__Your instructions__
Where a line contains the word "water", copy that line from the records below.
- - - - -
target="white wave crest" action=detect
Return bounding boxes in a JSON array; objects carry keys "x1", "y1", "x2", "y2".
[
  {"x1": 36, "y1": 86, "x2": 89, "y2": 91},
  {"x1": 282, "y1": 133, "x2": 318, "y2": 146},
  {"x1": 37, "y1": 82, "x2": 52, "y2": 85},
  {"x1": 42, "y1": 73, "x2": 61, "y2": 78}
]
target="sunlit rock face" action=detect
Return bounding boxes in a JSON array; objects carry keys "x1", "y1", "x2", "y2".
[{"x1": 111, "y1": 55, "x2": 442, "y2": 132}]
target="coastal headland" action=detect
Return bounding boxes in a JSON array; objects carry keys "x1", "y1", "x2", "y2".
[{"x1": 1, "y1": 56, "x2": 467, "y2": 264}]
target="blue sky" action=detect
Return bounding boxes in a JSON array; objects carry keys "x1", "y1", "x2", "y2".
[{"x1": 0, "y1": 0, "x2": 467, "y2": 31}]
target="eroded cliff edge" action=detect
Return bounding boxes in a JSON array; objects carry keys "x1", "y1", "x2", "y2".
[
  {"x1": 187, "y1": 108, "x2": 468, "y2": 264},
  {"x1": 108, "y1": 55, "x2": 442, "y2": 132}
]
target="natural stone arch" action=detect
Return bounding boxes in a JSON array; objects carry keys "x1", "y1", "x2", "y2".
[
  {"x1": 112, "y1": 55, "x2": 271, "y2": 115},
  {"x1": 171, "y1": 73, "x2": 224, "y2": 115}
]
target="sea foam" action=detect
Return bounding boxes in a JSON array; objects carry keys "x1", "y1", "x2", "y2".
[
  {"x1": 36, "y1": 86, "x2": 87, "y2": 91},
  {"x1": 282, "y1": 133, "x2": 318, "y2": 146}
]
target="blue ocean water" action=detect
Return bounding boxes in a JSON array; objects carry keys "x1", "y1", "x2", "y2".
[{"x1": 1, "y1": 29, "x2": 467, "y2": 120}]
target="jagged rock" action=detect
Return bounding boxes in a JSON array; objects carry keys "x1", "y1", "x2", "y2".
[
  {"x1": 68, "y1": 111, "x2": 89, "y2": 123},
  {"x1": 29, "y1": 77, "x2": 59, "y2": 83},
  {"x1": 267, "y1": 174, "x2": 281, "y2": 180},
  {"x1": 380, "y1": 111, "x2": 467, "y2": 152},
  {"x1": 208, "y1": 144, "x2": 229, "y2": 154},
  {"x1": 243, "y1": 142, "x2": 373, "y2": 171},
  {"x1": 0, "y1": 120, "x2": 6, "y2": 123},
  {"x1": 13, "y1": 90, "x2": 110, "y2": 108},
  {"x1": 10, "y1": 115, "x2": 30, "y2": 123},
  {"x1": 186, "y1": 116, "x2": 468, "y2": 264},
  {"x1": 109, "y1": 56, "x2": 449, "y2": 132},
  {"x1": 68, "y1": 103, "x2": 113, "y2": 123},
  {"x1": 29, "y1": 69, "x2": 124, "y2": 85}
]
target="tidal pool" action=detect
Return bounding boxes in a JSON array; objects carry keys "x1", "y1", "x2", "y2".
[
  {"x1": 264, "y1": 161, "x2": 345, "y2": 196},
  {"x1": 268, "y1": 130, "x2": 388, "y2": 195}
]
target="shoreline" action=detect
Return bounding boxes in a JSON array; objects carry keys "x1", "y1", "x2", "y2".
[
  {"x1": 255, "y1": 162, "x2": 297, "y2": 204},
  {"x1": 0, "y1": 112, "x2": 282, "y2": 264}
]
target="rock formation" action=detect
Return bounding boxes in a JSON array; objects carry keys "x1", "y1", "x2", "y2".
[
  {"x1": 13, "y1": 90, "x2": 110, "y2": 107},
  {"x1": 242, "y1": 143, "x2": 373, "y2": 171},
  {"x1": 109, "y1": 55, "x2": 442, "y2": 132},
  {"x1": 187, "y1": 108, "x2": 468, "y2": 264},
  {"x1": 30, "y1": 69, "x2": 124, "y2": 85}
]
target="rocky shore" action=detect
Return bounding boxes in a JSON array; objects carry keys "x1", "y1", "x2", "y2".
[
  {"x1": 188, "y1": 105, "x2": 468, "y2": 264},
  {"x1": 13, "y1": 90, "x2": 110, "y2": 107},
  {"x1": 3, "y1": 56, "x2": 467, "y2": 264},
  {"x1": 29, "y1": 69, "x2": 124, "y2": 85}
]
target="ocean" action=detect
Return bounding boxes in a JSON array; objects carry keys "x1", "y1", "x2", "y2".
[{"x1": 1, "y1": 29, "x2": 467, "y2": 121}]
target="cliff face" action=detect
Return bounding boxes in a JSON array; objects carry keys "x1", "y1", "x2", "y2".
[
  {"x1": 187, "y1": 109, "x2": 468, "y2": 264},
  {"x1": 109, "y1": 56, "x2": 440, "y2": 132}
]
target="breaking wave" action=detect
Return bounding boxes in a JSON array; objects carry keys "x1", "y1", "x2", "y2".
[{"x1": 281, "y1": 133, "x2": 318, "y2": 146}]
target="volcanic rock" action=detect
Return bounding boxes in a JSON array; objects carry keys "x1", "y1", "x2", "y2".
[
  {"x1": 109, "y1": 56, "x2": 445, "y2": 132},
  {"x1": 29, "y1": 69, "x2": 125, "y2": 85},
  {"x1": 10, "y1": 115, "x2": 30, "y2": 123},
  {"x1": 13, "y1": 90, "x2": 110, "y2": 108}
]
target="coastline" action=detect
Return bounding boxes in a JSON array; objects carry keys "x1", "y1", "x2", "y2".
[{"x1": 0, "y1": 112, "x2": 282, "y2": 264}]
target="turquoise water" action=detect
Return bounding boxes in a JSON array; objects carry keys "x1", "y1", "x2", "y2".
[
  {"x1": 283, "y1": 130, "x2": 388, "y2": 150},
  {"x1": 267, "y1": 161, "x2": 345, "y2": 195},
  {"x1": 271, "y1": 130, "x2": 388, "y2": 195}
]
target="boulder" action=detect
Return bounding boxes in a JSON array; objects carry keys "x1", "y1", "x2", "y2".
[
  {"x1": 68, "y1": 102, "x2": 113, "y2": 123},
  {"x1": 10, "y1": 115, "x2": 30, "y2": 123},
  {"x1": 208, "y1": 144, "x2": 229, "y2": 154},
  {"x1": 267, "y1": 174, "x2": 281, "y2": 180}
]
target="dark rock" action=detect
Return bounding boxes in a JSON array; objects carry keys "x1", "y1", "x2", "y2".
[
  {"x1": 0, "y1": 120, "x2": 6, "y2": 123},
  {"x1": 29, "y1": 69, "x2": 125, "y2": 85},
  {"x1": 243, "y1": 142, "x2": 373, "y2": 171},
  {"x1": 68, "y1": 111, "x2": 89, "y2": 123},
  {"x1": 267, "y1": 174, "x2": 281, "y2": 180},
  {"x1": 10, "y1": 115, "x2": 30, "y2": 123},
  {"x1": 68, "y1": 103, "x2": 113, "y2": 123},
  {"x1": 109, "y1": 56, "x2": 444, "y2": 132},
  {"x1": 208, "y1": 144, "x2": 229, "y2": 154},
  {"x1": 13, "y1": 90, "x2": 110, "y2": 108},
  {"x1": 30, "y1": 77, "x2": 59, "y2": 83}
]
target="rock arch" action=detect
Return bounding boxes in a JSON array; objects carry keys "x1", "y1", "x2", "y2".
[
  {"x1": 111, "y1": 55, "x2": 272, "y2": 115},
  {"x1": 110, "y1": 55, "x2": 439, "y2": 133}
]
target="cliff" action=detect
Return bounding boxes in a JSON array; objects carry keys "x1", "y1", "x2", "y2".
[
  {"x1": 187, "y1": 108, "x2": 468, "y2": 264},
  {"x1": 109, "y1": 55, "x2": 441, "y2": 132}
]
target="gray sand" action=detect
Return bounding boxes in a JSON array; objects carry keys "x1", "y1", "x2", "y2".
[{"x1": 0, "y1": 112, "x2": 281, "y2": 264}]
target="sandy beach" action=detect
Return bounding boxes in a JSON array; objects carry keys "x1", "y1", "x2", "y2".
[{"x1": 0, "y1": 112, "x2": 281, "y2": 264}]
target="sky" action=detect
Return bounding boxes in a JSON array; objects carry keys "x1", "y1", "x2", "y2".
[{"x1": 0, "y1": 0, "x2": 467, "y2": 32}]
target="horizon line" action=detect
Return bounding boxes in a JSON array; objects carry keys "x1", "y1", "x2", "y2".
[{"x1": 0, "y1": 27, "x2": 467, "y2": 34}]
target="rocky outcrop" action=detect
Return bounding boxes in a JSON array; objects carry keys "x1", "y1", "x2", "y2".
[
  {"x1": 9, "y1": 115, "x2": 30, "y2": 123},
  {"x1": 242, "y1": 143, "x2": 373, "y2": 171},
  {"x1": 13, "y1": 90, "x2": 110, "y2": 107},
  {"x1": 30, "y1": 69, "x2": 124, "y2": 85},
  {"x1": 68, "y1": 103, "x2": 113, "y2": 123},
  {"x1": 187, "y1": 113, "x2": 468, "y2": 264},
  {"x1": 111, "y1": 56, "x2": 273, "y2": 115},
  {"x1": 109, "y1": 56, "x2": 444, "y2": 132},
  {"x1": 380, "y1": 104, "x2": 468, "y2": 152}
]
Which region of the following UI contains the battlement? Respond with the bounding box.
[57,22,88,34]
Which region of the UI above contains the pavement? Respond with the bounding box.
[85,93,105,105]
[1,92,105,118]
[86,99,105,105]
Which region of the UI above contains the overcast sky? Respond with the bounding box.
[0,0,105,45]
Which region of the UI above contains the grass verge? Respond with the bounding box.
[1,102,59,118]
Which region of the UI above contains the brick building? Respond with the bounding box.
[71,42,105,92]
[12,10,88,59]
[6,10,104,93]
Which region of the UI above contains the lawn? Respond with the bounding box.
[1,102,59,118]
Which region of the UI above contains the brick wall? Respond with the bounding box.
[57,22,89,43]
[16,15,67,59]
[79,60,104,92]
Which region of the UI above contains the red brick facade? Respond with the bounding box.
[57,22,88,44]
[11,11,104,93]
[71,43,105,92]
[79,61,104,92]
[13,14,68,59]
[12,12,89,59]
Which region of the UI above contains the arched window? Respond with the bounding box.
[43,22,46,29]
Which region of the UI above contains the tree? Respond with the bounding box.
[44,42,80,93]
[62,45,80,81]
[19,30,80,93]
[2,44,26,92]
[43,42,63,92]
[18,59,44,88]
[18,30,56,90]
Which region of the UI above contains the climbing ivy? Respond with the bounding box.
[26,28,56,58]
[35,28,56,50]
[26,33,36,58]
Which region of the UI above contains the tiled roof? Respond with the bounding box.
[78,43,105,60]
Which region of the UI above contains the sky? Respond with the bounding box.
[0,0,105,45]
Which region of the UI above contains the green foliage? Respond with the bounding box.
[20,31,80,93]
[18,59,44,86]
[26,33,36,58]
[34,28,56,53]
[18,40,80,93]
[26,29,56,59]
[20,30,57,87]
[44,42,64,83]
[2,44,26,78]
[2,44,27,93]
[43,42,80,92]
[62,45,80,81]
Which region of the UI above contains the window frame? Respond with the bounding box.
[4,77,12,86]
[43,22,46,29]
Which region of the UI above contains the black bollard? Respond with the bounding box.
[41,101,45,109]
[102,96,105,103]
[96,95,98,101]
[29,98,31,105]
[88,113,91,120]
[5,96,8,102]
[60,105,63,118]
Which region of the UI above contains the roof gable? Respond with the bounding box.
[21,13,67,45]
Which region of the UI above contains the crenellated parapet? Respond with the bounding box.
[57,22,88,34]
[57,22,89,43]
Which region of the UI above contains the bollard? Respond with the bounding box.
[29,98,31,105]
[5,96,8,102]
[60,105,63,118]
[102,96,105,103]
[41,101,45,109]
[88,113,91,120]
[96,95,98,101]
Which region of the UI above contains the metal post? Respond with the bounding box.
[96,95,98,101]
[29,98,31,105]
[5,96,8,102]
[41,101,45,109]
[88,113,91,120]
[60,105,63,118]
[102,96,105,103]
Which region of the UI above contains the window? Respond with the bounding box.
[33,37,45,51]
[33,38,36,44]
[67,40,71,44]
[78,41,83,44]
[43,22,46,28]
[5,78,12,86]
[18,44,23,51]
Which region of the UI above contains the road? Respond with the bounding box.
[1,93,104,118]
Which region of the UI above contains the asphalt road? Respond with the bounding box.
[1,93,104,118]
- - - - -
__Result of the exercise__
target="blue ocean water" action=detect
target="turquoise water" action=detect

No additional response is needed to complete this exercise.